→ SELECTED PASSAGE
* start *
By one issue on appeal, Daniels "asks the Third Court of Appeals to determine if the Trial Judge abused her discretion by arbitrarily considering prior orders to dismiss 'without prejudice' equivalent to dismissal 'with prejudice' to deem Appellant a vexatious litigant." In his brief, Daniels takes issue with two of the district court's findings supporting the conclusion that he is a vexatious litigant: (1) that previous litigation between him and the defendants in the present case has been "finally determined" against him, and (2) that the previous litigation involved the same cause of action, claim, controversy or any of the issues of fact or law at issue in the present case.
Daniels argues that the district court erred by concluding that the dismissal of the 2004 suit "without prejudice" was a "final determination" within the meaning of chapter 11 of the civil practice and remedies code. See id. The record evidence establishes that Daniels did not perfect an appeal of the dismissal of the 2004 suit, and that the district-court judgment became final by operation of law. Daniels cites no authority for his contention that a dismissal without prejudice is not a final determination within the meaning of the statute. While there is authority for the proposition that a nonsuit without prejudice is not a final judgment, see, e.g., McGowen v. Huang, 120 S.W.3d 452, 462 (Tex. App.--Texarkana 2003, pet. denied), an order of dismissal that completely disposes of the case is a final and appealable judgment. Armendaiz v. Ray, 215 S.W.2d 210, 212 (Tex. Civ. App.--San Antonio 1948, no writ); see also Hosey v. County of Victoria, 832 S.W.2d 701, 703 (Tex. App.--Corpus Christi 1992, no writ) (order of dismissal for want of prosecution was final judgment); Dilmore v. Russell, 519 S.W.2d 278, 280 (Tex. Civ. App.--Dallas 1975, no writ) (judgment of dismissal is final in sense that it disposes of pending action although not adjudicating merits).
* end *
[Stored entries]
* start *
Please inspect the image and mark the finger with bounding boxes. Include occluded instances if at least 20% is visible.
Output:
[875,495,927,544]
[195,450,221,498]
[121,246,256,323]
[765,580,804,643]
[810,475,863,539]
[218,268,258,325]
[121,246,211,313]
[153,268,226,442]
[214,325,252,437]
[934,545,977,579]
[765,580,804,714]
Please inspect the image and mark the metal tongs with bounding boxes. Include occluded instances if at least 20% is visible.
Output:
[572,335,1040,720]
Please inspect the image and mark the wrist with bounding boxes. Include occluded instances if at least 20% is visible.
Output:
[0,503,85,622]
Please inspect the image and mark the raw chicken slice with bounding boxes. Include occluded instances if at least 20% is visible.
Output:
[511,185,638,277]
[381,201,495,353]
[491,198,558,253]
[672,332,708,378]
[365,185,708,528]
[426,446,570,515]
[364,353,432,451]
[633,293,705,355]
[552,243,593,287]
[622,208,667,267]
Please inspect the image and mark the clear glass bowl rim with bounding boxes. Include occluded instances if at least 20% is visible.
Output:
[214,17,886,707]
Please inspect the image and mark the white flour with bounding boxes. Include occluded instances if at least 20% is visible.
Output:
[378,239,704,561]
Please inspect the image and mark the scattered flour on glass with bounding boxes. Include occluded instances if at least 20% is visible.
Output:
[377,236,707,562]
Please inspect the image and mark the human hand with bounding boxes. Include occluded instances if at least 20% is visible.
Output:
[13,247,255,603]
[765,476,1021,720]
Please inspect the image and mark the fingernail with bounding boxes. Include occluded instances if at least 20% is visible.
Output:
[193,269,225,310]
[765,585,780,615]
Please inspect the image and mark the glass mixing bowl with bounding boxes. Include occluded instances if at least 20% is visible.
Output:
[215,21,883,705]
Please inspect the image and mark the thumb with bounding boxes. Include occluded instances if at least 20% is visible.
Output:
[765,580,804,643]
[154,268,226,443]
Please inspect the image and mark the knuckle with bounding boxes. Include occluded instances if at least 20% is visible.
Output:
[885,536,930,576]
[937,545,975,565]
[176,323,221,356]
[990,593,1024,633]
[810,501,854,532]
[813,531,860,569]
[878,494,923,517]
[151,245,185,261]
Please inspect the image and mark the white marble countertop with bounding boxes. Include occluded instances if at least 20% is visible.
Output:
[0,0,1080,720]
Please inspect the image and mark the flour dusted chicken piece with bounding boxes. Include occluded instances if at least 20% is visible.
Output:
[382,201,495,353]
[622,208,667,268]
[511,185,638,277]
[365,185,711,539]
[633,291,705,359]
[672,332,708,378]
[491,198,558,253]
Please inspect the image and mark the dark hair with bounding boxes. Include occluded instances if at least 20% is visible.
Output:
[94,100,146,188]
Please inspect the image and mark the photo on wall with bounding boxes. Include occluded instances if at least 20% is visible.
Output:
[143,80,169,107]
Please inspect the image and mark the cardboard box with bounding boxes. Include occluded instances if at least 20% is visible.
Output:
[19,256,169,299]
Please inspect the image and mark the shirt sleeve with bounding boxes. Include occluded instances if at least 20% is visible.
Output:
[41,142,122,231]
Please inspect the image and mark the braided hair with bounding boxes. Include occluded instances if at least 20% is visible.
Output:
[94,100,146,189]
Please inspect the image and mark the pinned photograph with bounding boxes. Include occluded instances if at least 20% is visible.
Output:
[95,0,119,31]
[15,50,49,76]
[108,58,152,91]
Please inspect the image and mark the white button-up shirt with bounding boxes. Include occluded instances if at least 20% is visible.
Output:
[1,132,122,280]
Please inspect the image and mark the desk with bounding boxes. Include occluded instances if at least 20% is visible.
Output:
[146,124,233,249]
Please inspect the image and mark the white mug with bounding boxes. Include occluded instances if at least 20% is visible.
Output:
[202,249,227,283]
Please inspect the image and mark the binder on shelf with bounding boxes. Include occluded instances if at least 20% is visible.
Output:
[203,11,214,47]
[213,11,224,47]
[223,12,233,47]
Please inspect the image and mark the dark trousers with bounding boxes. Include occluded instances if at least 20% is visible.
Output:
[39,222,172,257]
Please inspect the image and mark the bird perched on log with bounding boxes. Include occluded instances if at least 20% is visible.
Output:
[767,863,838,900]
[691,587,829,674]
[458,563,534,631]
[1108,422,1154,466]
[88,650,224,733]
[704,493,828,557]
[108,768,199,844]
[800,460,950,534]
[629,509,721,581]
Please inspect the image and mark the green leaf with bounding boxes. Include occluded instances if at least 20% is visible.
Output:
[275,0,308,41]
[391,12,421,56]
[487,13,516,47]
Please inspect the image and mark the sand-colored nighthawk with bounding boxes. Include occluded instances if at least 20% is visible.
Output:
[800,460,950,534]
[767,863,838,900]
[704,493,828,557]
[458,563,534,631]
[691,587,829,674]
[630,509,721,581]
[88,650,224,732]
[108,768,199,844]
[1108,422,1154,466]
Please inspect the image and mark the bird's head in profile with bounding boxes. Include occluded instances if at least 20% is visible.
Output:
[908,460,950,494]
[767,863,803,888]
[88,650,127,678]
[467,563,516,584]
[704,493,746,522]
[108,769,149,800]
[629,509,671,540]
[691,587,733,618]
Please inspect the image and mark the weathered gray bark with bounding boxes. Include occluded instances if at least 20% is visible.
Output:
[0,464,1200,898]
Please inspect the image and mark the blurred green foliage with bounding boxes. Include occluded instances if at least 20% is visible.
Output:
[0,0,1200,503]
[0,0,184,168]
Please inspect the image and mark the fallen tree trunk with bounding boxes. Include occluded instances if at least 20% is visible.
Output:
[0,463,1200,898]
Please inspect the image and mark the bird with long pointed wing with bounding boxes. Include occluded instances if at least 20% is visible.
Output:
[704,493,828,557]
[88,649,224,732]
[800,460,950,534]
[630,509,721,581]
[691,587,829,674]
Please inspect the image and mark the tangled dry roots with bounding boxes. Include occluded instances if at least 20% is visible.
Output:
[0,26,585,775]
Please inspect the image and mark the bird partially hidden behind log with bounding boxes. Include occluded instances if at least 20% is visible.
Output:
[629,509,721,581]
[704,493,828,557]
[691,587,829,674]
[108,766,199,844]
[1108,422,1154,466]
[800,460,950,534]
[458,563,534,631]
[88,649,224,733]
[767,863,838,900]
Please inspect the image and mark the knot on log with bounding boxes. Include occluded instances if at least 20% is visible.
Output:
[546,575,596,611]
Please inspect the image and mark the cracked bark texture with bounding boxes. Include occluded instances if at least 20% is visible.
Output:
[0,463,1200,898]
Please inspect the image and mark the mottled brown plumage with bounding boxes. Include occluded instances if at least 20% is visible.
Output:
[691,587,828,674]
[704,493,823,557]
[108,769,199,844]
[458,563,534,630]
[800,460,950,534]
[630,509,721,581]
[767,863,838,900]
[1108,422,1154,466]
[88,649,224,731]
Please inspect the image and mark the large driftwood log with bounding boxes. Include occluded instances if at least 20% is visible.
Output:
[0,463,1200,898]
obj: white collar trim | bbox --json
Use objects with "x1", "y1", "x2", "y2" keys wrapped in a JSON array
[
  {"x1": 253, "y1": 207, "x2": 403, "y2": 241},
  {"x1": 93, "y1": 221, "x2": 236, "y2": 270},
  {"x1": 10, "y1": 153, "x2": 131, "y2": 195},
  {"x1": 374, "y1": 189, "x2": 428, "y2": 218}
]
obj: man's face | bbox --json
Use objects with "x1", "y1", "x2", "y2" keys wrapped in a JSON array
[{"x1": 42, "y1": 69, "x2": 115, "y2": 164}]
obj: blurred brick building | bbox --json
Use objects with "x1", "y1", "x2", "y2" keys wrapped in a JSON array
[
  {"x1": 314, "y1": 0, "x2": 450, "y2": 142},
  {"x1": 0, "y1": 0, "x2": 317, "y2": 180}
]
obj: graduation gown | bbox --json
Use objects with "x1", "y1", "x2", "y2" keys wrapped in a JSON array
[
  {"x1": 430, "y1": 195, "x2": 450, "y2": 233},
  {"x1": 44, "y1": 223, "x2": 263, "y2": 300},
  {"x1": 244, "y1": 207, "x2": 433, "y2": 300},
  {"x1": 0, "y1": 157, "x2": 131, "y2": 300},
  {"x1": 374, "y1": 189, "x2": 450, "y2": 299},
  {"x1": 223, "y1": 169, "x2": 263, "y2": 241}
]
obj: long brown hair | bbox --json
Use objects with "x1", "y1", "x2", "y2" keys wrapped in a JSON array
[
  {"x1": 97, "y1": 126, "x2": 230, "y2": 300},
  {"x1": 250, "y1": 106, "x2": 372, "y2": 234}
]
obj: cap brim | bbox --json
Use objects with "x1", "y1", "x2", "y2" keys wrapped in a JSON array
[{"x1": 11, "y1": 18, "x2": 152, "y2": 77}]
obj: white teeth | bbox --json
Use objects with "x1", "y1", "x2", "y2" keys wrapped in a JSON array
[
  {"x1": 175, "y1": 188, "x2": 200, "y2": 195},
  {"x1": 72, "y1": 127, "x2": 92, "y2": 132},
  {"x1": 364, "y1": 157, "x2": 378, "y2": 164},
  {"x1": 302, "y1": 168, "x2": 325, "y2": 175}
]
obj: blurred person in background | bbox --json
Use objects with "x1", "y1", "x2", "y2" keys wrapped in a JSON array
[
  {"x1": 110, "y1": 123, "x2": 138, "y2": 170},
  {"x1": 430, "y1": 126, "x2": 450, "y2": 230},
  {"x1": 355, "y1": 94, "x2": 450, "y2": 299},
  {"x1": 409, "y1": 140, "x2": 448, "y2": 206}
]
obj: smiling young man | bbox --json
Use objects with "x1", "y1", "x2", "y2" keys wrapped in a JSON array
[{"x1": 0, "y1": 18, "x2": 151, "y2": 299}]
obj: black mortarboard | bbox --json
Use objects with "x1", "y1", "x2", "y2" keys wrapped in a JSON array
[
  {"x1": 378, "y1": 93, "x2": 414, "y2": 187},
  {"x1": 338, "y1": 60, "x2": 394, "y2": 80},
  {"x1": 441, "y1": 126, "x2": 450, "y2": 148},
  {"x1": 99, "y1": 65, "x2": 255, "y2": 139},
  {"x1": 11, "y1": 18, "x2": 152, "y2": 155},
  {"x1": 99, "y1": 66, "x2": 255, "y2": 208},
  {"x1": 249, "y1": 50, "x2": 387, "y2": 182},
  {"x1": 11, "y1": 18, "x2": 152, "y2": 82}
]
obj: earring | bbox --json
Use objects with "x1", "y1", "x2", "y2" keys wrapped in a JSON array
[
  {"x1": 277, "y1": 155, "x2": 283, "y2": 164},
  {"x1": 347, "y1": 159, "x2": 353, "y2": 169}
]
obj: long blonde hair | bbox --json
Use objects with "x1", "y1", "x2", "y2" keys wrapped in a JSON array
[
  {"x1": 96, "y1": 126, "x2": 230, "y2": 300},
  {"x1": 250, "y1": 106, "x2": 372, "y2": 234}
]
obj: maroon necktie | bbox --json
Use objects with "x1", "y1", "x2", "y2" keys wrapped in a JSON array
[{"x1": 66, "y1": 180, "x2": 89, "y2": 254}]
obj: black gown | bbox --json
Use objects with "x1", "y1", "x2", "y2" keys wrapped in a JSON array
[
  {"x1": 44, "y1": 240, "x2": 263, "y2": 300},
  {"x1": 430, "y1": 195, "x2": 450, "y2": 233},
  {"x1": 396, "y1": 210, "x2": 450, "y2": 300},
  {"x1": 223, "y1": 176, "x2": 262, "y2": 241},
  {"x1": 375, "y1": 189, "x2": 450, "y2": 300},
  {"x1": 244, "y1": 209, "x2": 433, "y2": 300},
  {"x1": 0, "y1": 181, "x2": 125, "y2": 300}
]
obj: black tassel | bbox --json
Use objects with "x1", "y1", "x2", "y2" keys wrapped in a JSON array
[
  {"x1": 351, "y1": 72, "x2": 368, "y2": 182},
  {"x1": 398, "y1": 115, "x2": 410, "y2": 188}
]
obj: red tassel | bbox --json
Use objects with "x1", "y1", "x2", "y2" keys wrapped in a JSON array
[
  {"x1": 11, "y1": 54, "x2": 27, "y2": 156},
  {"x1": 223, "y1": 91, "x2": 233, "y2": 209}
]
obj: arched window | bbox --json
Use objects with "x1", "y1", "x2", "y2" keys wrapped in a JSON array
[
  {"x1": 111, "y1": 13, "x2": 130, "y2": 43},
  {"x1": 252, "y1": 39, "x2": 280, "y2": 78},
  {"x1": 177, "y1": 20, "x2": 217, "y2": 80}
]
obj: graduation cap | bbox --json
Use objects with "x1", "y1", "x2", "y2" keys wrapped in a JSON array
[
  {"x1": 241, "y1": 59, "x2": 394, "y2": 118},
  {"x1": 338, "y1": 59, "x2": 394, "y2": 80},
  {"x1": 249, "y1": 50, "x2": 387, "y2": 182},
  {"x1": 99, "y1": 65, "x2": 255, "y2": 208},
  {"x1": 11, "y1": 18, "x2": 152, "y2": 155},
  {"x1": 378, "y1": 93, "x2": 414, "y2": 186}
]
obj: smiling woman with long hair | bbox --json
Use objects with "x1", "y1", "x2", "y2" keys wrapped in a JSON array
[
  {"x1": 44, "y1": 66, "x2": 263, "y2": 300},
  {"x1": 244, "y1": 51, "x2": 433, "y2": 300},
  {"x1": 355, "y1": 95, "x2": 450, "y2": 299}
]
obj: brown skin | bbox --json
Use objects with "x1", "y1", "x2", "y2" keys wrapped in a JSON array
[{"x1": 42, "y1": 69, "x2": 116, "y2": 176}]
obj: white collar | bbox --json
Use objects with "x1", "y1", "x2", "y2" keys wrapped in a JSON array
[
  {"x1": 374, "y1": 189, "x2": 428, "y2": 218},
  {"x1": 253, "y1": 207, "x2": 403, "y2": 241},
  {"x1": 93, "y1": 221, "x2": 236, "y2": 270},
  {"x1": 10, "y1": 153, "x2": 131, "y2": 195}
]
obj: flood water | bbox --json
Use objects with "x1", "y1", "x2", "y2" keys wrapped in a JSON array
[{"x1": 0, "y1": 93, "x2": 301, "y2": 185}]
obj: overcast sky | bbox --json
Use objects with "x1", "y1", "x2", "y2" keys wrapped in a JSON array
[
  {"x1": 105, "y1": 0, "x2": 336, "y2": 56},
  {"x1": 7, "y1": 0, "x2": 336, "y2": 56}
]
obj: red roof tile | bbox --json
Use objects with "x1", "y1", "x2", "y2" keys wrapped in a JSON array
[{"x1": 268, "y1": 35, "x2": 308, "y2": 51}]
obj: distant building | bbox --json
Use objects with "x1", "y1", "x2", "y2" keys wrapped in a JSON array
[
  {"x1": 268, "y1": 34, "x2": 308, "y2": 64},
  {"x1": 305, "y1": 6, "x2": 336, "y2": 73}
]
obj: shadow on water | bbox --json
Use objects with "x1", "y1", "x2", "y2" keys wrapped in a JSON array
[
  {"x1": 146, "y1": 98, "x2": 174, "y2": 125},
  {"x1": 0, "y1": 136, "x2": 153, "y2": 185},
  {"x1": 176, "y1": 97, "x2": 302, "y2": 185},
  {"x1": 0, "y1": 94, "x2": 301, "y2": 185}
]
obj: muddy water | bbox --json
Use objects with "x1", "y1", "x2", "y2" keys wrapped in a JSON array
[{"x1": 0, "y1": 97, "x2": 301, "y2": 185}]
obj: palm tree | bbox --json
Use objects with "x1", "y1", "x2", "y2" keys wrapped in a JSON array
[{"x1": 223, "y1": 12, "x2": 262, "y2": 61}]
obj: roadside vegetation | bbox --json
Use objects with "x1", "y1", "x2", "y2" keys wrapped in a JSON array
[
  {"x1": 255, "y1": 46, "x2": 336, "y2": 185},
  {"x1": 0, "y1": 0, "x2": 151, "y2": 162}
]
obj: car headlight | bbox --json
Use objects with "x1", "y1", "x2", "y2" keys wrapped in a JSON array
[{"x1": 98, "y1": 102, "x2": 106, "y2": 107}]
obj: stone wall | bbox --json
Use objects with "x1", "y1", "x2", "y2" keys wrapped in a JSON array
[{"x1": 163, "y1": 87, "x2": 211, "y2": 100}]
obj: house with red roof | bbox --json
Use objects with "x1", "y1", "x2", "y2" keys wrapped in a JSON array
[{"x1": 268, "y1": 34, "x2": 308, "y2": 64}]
* end *
→ GIVEN INSTRUCTION A
Quote the passage about Daniels's appeal, giving everything from "By one issue" down to "the present case.".
→ GIVEN INSTRUCTION B
Write what comes next in the passage about Daniels's appeal, beginning after its final sentence.

→ FINAL RESULT A
By one issue on appeal, Daniels "asks the Third Court of Appeals to determine if the Trial Judge abused her discretion by arbitrarily considering prior orders to dismiss 'without prejudice' equivalent to dismissal 'with prejudice' to deem Appellant a vexatious litigant." In his brief, Daniels takes issue with two of the district court's findings supporting the conclusion that he is a vexatious litigant: (1) that previous litigation between him and the defendants in the present case has been "finally determined" against him, and (2) that the previous litigation involved the same cause of action, claim, controversy or any of the issues of fact or law at issue in the present case.

→ FINAL RESULT B
By arguing that the dismissal order "without prejudice" is not a final determination of the prior litigation for purposes of declaring him a vexatious litigant, Daniels asks this Court to hold that chapter 11 requires there to have been a prior determination on the merits of his claim. The statute, however, simply requires that the prior determination was "final," not that it adjudicated the merits of the claim. Daniels's apparent concern that application of chapter 11 results in the dismissal of meritorious claims is unwarranted--a prerequisite to the district court's determination that a party is a vexatious litigant is its conclusion that there is not a reasonable probability that the party will prevail on his claims. See Tex. Civ. Prac. & Rem. Code Ann. § 11.054. The district court's determination that Daniels is a vexatious litigant entails a finding that it was not reasonably probable that Daniels would prevail in this litigation against these defendants. Daniels does not contend on appeal that there was error in this finding.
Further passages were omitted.